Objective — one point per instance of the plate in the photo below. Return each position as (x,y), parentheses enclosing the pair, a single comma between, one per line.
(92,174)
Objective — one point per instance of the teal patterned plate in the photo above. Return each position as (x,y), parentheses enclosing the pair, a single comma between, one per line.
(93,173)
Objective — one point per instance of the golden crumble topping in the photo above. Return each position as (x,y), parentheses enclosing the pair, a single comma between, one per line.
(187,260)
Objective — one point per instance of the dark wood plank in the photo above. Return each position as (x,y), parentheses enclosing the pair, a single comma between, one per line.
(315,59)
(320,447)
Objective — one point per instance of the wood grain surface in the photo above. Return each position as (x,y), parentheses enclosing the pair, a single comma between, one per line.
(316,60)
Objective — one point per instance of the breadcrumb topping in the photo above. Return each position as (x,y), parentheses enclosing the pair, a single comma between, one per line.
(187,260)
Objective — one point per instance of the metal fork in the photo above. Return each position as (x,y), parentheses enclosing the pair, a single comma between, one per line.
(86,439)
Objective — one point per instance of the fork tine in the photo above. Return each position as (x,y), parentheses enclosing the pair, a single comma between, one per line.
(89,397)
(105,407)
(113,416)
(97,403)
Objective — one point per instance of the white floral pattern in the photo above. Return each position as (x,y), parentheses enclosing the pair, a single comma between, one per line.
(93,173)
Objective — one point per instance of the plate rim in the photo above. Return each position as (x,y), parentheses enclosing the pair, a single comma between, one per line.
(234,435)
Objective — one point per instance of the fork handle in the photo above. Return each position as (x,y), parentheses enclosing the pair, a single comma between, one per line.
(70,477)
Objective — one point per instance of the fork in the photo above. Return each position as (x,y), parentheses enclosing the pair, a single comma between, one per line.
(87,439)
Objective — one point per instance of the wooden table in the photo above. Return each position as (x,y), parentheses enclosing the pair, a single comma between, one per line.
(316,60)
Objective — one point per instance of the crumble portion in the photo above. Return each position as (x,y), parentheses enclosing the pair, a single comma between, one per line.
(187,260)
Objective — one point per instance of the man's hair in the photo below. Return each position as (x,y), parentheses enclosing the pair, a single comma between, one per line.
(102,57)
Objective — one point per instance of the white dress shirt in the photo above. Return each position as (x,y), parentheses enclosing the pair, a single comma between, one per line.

◆ **WHAT TO PRODUCE**
Copy each record above so that no word or mark differs.

◆ **ANSWER TO THIS EXERCISE**
Objective — one point per instance of the plate in the photo below. Return each position as (x,y), parentheses enclosing the pair, a single comma between, one per line.
(92,174)
Objective — one point per instance of the teal patterned plate in the photo above. Return each position as (x,y), parentheses enclosing the pair, a single comma between, one per line.
(93,173)
Objective — one point per instance of the golden crumble topping in the photo above. Return each position as (x,y), parentheses enclosing the pair, a single comma between, one per line.
(187,260)
Objective — one point per instance of the dark wood plank in the photo above. Return each position as (x,y), parentheses enclosing the pair, a single comma between, one per line.
(315,59)
(320,447)
Objective — one point per instance of the wood grain surface in the photo above. Return each position as (x,y), parentheses enclosing the pair, a single comma between, one per line.
(316,60)
Objective — one point per instance of the breadcrumb topping in the photo above. Return each position as (x,y), parentheses enclosing the pair, a single comma between, one per line.
(187,260)
Objective — one point per instance of the metal fork in the photo above. Return each position as (x,y), parentheses enclosing the pair, a single comma between, one per line.
(86,439)
Objective — one point per instance of the fork tine in the photo above. Return each position as (x,y), parentheses enclosing the pair, a single comma between, one per line.
(89,397)
(105,407)
(113,416)
(97,403)
Objective — one point per instance of the white floral pattern in the photo above. Return each position as (x,y), parentheses enclosing the pair, a single comma between, one per line.
(93,173)
Objective — one point per instance of the plate rim in the photo above. Return each position as (x,y), parentheses enclosing the pair, a single comma between, one per line.
(234,435)
Objective — one point per instance of the fork handle in the photo above. Return each position as (x,y), parentheses enclosing the pair, a single comma between, one per line.
(70,477)
Objective — one point per instance of the fork in the photo above. Return each position as (x,y), parentheses enclosing the pair, a single comma between, one per line.
(87,439)
Objective — one point per instance of the wooden table in the photo above. Return each position as (x,y), parentheses enclosing the pair, a single comma between, one per line.
(316,60)
Objective — one point per instance of the crumble portion in the photo above. Return each position as (x,y), parentheses enclosing the pair, a single comma between, one per line.
(187,260)
Objective — one point per instance of the man's hair in the photo below. Return each position as (x,y), parentheses enclosing the pair, a single comma between, one per line.
(102,57)
Objective — one point per instance of the white dress shirt in the photo above. Return each position as (x,y), parentheses enclosing the pair, a single comma between, one per line.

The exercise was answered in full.